» Description of the task:
Write each record again exactly as it stands.

» Object point labels:

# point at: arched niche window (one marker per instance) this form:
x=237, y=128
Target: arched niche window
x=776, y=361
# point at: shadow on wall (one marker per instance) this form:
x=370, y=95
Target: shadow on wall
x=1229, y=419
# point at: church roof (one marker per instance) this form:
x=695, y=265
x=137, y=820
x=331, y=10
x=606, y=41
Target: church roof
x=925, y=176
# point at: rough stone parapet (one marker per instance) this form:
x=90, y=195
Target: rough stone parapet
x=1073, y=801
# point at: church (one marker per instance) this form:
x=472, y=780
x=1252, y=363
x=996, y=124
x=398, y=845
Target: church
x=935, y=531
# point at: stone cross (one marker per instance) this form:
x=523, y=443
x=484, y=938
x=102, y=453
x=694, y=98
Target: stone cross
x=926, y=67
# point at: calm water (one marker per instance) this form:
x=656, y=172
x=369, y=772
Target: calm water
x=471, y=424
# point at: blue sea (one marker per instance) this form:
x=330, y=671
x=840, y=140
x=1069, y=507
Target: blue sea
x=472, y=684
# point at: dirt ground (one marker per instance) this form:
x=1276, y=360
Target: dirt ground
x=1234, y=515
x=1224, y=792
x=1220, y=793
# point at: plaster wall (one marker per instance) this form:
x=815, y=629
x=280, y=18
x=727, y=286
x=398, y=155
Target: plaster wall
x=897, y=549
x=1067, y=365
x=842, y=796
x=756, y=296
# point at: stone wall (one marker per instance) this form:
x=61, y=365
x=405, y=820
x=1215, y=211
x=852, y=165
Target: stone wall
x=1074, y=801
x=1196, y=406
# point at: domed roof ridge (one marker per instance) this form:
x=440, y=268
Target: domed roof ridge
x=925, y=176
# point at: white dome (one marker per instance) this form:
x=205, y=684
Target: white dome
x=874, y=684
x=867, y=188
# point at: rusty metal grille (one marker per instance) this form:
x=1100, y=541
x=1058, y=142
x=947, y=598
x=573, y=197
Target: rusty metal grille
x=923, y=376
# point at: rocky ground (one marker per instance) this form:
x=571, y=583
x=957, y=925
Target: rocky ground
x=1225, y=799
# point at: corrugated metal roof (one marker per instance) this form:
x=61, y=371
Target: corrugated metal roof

» Output:
# point at: arched niche window (one marker per instance) this form:
x=237, y=128
Target: arched niche window
x=776, y=361
# point at: shadow on wall (one marker per instance) this form:
x=370, y=95
Target: shadow on wall
x=1229, y=419
# point at: church roof (one marker per instance) this form:
x=695, y=265
x=137, y=820
x=331, y=10
x=606, y=41
Target: church roof
x=925, y=176
# point at: rough stone parapet (one marker per instance) this form:
x=90, y=195
Target: rough stone parapet
x=1073, y=801
# point at: church (one marker per instance) this form:
x=472, y=780
x=1252, y=363
x=996, y=124
x=398, y=845
Target: church
x=935, y=531
# point at: stone cross (one marker per instance) this form:
x=523, y=443
x=484, y=938
x=102, y=453
x=694, y=98
Target: stone cross
x=926, y=67
# point at: calm water (one marker per instance) this form:
x=656, y=172
x=369, y=772
Target: calm water
x=471, y=424
# point at: blue sea (one marker per instance) this form:
x=330, y=671
x=840, y=140
x=1069, y=507
Target: blue sea
x=472, y=684
# point at: dirt ground (one marker per instance) this form:
x=1276, y=360
Target: dirt ground
x=1234, y=515
x=1224, y=792
x=1220, y=793
# point at: plaster wall (one marker per instance) this form:
x=815, y=629
x=280, y=18
x=727, y=286
x=398, y=155
Target: plaster wall
x=897, y=549
x=1067, y=365
x=842, y=796
x=756, y=296
# point at: stone wall (one marker per instance) this form:
x=61, y=365
x=405, y=820
x=1215, y=211
x=852, y=165
Target: stone wall
x=1074, y=801
x=1196, y=406
# point at: domed roof ridge (one marker per instance) this form:
x=440, y=268
Target: domed roof ridge
x=925, y=176
# point at: white dome (one marker per instance) this form:
x=205, y=684
Target: white dome
x=874, y=684
x=867, y=188
# point at: rusty metal grille (one marker per instance) this form:
x=1100, y=541
x=1058, y=142
x=947, y=598
x=573, y=197
Target: rusty metal grille
x=923, y=376
# point at: rocky ground (one marker per instance) this form:
x=571, y=583
x=957, y=925
Target: rocky ground
x=1225, y=799
# point at: corrugated metal roof (one marker per instance) this form:
x=61, y=371
Target: corrugated metal roof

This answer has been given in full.